— start Supplied data —

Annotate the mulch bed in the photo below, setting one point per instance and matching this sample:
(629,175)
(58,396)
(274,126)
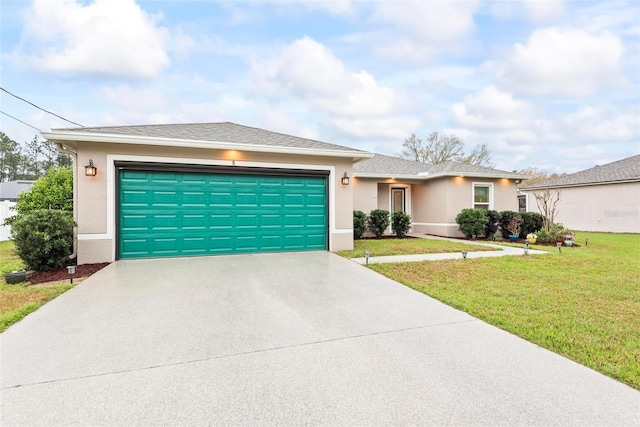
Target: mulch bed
(84,270)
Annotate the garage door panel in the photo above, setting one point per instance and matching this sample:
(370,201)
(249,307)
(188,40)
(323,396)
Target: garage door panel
(201,214)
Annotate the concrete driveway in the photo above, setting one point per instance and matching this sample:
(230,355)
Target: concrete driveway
(282,339)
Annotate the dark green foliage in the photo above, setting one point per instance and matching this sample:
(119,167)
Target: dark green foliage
(43,238)
(493,222)
(505,219)
(52,191)
(378,221)
(531,222)
(359,224)
(401,223)
(472,222)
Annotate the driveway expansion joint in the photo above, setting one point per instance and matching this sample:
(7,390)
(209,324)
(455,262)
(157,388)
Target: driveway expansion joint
(244,353)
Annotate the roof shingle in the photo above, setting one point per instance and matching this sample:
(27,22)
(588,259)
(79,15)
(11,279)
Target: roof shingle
(395,166)
(619,171)
(218,132)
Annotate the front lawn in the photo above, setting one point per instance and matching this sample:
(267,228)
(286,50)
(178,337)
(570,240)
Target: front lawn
(583,303)
(407,246)
(16,301)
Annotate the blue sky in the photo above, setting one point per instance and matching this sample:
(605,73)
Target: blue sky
(552,84)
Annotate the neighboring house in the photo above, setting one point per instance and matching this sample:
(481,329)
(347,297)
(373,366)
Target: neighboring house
(206,188)
(432,195)
(9,194)
(603,198)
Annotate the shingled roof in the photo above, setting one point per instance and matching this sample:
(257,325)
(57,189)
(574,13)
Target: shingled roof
(225,132)
(381,166)
(625,170)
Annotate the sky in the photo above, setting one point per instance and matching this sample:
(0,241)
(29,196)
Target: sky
(550,84)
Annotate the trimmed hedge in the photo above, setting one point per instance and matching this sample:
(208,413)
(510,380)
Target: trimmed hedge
(472,222)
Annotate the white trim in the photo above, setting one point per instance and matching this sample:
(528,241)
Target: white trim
(437,224)
(78,136)
(482,184)
(111,181)
(89,236)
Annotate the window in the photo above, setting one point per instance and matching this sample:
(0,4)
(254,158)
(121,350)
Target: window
(483,196)
(522,203)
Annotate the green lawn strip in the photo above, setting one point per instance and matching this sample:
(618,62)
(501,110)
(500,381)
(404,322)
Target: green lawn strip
(16,301)
(583,303)
(409,246)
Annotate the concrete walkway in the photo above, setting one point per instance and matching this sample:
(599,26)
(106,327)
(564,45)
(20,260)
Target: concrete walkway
(277,340)
(500,251)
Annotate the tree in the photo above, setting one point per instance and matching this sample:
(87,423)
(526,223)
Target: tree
(537,175)
(443,147)
(547,201)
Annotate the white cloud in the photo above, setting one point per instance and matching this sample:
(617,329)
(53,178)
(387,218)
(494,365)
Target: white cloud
(564,61)
(309,71)
(493,109)
(422,29)
(108,37)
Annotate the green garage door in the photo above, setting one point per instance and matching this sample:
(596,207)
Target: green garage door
(167,214)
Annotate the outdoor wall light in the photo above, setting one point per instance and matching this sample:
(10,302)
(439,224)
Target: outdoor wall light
(90,170)
(72,270)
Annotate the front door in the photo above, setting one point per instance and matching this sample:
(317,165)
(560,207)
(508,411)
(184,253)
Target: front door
(397,200)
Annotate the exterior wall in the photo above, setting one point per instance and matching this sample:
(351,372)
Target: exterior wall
(96,195)
(611,208)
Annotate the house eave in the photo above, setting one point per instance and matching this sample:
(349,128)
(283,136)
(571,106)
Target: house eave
(72,138)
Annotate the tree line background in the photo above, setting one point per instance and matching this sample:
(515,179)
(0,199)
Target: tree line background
(29,160)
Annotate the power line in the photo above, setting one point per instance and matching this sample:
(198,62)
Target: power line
(39,108)
(24,123)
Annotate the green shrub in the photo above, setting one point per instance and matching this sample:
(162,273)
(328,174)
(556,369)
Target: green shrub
(531,222)
(401,223)
(493,222)
(52,191)
(378,221)
(359,224)
(43,238)
(505,220)
(472,222)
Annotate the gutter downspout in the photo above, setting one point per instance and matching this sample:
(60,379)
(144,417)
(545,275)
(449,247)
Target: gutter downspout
(74,160)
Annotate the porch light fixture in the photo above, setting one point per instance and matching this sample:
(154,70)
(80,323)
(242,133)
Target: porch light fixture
(90,170)
(71,270)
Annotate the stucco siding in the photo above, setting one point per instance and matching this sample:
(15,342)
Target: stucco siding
(611,207)
(96,195)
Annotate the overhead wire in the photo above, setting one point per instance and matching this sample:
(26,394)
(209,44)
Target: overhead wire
(24,123)
(39,108)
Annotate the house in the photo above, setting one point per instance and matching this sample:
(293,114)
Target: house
(602,198)
(432,195)
(206,188)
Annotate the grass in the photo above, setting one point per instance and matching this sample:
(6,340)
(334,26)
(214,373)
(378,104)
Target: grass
(583,303)
(409,246)
(17,301)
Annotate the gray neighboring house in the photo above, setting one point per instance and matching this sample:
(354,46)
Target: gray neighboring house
(432,195)
(603,198)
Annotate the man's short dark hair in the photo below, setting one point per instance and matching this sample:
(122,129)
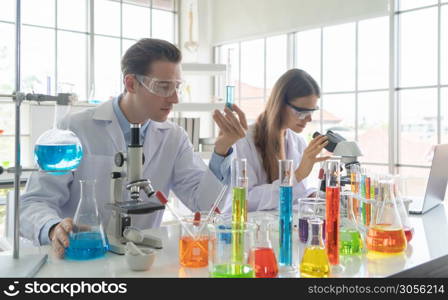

— end Supplied data —

Task details -> Please collect every line of the rows above that contains the string "strip".

Correct output ->
Annotate the green lawn strip in the photo above, setting one point per instance and matching this sample:
Target: green lawn strip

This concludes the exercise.